» **SELECTED EXTRACT**
— START —

Richard Powers is the author of fourteen novels, including The Overstory, Bewilderment, and Orfeo. He is the recipient of a MacArthur Fellowship, the Pulitzer Prize, and the National Book Award. He lives in the foothills of the Great Smoky Mountains.
"An ingeniously structured narrative that branches and canopies
like the trees at the core of the story whose wonder and
connectivity echo those of the humans living amongst them."
*citation from the Pulitzer Prize in Fiction*
"Autumn makes me think of leaves, which makes me think of trees,
which makes me think of The Overstory, the best novel ever written
about trees, and really, just one of the best novels, period."
*Ann Patchett*
"Monumental…The Overstory accomplishes what few living writers from
either camp, art or science, could attempt. Using the tools of the
story, he pulls readers heart-first into a perspective so much
longer-lived and more subtly developed than the human purview that
we gain glimpses of a vast, primordial sensibility, while watching
our own kind get whittled down to size....A gigantic fable of
genuine truths."

— END —

Location annotation dataset excerpts:
— START —

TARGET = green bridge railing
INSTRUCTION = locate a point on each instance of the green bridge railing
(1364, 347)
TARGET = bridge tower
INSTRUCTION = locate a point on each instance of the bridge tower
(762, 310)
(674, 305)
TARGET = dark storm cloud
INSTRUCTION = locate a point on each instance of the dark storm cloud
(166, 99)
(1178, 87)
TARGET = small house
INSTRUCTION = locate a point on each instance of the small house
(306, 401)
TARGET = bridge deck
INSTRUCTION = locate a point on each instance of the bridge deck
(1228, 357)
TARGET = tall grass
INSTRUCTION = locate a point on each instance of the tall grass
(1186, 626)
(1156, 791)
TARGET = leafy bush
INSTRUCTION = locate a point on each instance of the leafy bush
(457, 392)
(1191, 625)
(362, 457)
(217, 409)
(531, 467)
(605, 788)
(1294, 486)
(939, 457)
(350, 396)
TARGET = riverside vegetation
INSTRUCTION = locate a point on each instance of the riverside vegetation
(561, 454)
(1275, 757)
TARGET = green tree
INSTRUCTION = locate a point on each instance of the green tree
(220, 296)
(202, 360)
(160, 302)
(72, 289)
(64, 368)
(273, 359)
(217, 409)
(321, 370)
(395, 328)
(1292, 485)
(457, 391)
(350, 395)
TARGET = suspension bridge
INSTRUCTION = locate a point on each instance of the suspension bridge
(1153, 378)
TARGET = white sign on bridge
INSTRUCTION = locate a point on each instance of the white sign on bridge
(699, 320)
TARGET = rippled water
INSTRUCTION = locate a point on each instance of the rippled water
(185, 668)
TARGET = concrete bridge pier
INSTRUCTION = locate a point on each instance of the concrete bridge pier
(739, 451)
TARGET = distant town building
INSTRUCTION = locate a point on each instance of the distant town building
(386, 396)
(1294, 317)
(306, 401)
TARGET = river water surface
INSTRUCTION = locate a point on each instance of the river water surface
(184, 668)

— END —

» **TO-DO LIST**
A - Answer these from the Richard Powers page, one answer per line, marked the same way:
(i) How many novels has Richard Powers written?
(ii) Where does he live?
(iii) Who called The Overstory "the best novel ever written about trees"?
B - Quote the Richard Powers page word for word, beginning at the words "Richard Powers is" and stopping after "Great Smoky Mountains.".
C - Continue the Richard Powers page from where it stops.

» **ANSWERS BY TASK**
A -
(i) Fourteen.
(ii) In the foothills of the Great Smoky Mountains.
(iii) Ann Patchett.

B -
Richard Powers is the author of fourteen novels, including The Overstory, Bewilderment, and Orfeo. He is the recipient of a MacArthur Fellowship, the Pulitzer Prize, and the National Book Award. He lives in the foothills of the Great Smoky Mountains.

C -
*Barbara Kingsolver, The New York Times Book Review (cover
review)*
"Remarkable....This ambitious novel soars up through the canopy of
American literature and remakes the landscape of environmental
fiction."
*Ron Charles - Washington Post*
"A big, ambitious epic....Powers juggles the personal dramas of his
far-flung cast with vigor and clarity. The human elements of the
book—the arcs his characters follow over the decades from crusading
passion to muddled regret and a sense of failure—are thoroughly
compelling. So are the extra-human elements, thanks to the
extraordinary imaginative flights of Powers’s prose, which
persuades you on the very first page that you’re hearing the voices
of trees as they chide our species."
*Michael Upchurch - Boston Globe*
"A rousing, full-throated hymn to Nature’s grandeur."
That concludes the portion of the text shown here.